▶ Tarefa proposta a: Reúna todas as linhas dos registros em que aparece a palavra "shirt".

▶ Texto citado:
De lá para cá muita água rolou por debaixo da ponte. Por exemplo, além da publicação das (agora famosas) dubia, eu tive a sorte de conhecer e ler o livro do pe. Iraburu (Comentarios sobre la Amoris Laetitia), o que me deu a oportunidade de burilar alguns pensamentos e precisar alguns conceitos. Entre outras coisas, agora me parece claro — mais claro do que então — que o primeiro dever da Igreja, diante de uma eventual circunstância atenuante (como por exemplo a ignorância axiológica, ou o condicionalismo social), é e não pode nunca deixar de ser o de libertar o pecador (ainda que só materialmente pecador) de sua limitação. Em outras palavras, não é possível institucionalizar uma pastoral da condescendência, que distribui sacramentos mantendo no entanto prostrados na lama os filhos de Deus chamados à perfeição.

Porque não pode haver a menor possibilidade de dúvida de que um divorciado recasado, ainda na hipótese de que o seu matrimônio seja sacramentalmente nulo, está prostrado na lama. Ainda que ele talvez possa, ontologicamente falando, não ser adúltero (no caso em que o seu primeiro matrimônio seja de fato nulo), torna-se ao menos fornicador na medida em que não é possível aos cristãos batizados casarem-se (= produzirem o vínculo sacramental fora do qual é defeso todo consórcio sexual) fora das condições que a Igreja estabelece para o Sacramento. Uma eventual inimputabilidade subjetiva não elide a natureza objetiva do ato praticado: este, em quaisquer hipóteses, é intrinsecamente desordenado e clama por sua reordenação.

A Amoris Laetitia, em sua famigerada nota 351, fala que há «casos» de pessoas vivendo em uma situação objetiva de pecado em que «poderia haver também a ajuda dos sacramentos». Tem-se gastado muito latim para perguntar quais seriam exatamente estes casos. No entanto, penso que se tem esquecido uma outra pergunta, muito mais fundamental, que exsurge imediatamente da leitura da nota de rodapé: é possível haver «a ajuda dos sacramentos» para quê?

▶ Material fornecido:
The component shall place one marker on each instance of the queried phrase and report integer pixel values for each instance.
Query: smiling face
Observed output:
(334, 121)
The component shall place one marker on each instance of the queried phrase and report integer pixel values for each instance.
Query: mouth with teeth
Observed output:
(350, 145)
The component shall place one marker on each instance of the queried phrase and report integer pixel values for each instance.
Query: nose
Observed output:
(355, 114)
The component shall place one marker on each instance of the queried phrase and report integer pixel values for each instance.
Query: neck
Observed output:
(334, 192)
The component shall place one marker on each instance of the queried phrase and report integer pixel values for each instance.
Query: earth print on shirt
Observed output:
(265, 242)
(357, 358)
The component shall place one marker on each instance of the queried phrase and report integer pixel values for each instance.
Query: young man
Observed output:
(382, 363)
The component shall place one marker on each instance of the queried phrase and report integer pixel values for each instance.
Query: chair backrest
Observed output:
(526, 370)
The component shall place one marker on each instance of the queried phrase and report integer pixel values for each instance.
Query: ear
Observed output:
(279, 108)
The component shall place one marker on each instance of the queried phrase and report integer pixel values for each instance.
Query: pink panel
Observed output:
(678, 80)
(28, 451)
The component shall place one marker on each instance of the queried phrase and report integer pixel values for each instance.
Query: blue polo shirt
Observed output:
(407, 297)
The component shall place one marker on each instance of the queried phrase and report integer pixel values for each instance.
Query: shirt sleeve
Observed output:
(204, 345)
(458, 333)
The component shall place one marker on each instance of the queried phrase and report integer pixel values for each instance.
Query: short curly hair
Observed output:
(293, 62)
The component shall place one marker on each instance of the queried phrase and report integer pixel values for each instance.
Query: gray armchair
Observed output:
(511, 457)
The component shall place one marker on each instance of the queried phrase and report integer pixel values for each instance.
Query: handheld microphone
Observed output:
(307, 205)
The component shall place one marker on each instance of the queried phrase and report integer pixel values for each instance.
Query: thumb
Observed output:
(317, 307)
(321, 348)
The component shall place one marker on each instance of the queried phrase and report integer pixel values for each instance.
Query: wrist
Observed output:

▶ Tarefa proposta b: Dê continuidade ao texto sobre a Amoris Laetitia a partir do ponto em que ele termina.

▶ Resultado a:
Query: earth print on shirt
Query: blue polo shirt
Query: shirt sleeve

▶ Resultado b:
Só pode ser para que a pessoa possa «crescer na vida de graça e de caridade» (AL 305), que é o período ao final do qual está posta a nota que fala da ajuda dos sacramentos. E crescer na graça santificante exige necessariamente, no limite, a superação daqueles «condicionalismos» ou «factores atenuantes» que podem tornar em certa medida inimputável alguém que viva em uma situação de pecado objetiva. Em outras palavras, a «ajuda dos sacramentos» em última instância é e não pode jamais deixar de ser para que a pessoa abandone a situação objetiva de pecado. Achar diferente disso é amesquinhar a graça de Deus.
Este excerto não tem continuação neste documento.